# Teks Bacaan
____
Rabu, 19 April 2017

POTONG RAMBUT YANG SELALU JADI MASALAH

Entah mengapa, urusan potong rambut, selalu terasa ribet dan enggak menyenangkan. Sejak kecil sudah begitu adanya. Agenda rutin setiap dua bulan sekali ini, blas tidak pernah sambalbawang nantikan. Sebaliknya, ibu selalu mengingatkan.

Ibu sudah punya tukang cukur rambut andalan, dekat rumah. Mereka sudah sepakat bagaimana potongan rambutku. Ibu tinggal ngasih uang dan saya akan berlari secepat mungkin ke tukang cukur di dekat alun-alun.

Bukan berlari semangat, tapi agar cepat sampai. Cepat dicukur dan cepat pulang. Kalimat sakti yang saya sampaikan ke tukang cukur adalah "potong nggantheng". Maksudnya potong cakep. Si tukang cukur yang adalah mbak-mbak ini, sudah paham,

Begitulah bertahun-tahun. Beranjak SMA, pindah rumah, masalah muncul lagi. Setelah berganti sekian tukang cukur, akhirnya menemukan yang sip. Seorang bapak usia 60-an, yang ruang usahanya adalah bangunan anyaman bambu tak lebih 3 meter x 4 meter.

Bangunan kecil ini nempel di tepi saluran irigasi. Tepat di jalur rute naik sepeda ke sekolah. Saya lupa nama bapak itu, tapi masih ingat tarif cukurnya. Rp 500.. Saat itu, Tarif ini bertahan sampai saya kuliah di tahun-tahun awal. Sampai akhirnya naik jadi Rp 1.000.
____
# Kumpulan Entri
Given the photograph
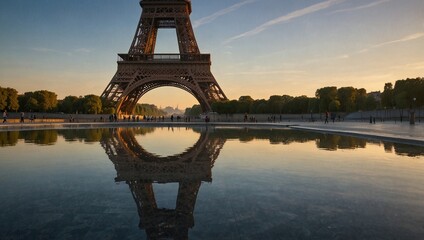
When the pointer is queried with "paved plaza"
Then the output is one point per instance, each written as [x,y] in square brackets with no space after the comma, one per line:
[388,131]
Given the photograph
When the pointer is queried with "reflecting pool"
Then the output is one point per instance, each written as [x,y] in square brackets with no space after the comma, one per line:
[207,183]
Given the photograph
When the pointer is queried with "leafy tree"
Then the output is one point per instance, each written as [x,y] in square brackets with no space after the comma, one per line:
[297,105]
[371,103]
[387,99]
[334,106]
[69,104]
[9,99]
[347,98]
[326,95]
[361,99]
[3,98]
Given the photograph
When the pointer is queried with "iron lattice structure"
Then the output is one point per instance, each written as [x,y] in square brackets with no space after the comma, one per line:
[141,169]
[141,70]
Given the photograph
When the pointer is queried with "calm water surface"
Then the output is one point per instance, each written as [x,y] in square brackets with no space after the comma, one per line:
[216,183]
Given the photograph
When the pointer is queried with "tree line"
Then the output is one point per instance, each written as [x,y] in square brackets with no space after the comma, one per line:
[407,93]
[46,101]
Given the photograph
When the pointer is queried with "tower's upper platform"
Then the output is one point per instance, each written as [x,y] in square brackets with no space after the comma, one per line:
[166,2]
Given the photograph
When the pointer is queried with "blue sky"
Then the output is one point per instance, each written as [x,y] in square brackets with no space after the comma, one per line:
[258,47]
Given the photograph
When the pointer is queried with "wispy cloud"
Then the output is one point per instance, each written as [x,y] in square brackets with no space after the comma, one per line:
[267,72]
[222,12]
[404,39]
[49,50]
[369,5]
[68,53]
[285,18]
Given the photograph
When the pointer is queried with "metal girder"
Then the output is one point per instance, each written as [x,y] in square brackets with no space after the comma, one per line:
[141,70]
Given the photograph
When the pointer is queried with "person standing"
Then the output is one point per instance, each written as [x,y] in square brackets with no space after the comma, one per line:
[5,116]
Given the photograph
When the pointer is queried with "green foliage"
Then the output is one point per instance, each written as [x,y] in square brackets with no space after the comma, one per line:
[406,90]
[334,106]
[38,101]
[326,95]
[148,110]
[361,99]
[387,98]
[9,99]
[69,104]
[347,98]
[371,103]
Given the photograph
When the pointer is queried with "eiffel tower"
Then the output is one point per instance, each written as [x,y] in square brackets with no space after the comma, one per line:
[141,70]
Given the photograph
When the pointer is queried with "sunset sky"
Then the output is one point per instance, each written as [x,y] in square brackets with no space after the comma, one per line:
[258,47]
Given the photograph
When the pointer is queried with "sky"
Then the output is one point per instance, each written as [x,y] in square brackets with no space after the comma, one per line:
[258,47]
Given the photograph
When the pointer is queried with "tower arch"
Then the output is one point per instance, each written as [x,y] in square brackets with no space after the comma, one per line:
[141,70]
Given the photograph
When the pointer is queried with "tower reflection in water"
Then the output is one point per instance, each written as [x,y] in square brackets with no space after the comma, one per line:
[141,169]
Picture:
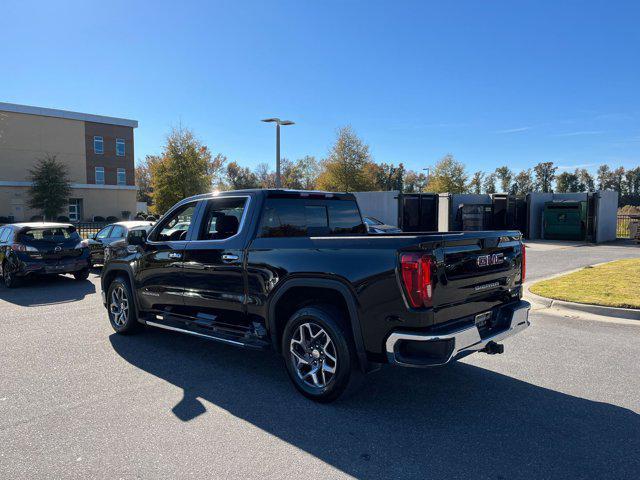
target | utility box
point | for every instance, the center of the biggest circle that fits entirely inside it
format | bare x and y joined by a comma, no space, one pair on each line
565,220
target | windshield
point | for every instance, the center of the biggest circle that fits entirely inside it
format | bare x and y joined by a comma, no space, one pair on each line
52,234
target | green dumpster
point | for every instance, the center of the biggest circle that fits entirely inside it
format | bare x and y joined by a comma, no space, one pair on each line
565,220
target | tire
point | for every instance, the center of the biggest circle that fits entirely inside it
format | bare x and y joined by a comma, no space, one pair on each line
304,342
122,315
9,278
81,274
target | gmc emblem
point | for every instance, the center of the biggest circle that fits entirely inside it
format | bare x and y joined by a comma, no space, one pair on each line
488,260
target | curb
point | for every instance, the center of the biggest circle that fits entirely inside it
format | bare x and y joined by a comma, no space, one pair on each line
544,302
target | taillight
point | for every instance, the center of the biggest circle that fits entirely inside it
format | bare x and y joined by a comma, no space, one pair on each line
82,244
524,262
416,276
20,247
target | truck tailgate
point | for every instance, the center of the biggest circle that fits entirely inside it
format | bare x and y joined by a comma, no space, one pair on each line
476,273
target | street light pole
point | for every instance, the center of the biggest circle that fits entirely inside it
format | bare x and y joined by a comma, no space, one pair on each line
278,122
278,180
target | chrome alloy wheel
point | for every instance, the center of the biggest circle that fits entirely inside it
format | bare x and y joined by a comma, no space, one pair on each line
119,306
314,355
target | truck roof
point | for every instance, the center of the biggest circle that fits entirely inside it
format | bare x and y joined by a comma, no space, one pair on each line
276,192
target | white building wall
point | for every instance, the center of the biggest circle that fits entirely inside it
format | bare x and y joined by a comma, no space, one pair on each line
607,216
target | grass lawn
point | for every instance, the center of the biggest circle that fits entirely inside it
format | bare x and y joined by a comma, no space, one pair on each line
____
# Latihan
Lanjutkan teks tentang potong rambut mulai dari sesudah kalimat "Sampai akhirnya naik jadi Rp 1.000".

# Hasil Latihan
Keistimewaan si bapak tua ini, adalah, durasi cukurnya singkat. Pernah saya amati, tak lebih 10 menit. Malah saya inget ada yang cuma 7 menit dicukur. Cukup mengharukan, Deretan pengunjung pun, akan cepat berkurang.

Si bapak ini sebenarnya agak pendiam. Namun kadang ngomong. Menanyakan bagaimana di sekolah. Kadang dia menyisipkan kata-kata "gek ndang bali omah" alias "cepat pulang ke rumah" begitu usai mencukur rambut.

Begitu terjadi beberapa tahun, Sampai kemudian, ketika saatnya cukur rutin setiap 2-3 bulan sekali, saya mendapati bangunan itu kosong dan sudah tidak ada lagi peralatan cukur. "Si bapak meninggal, sakit jantung," begitu kata seorang warga.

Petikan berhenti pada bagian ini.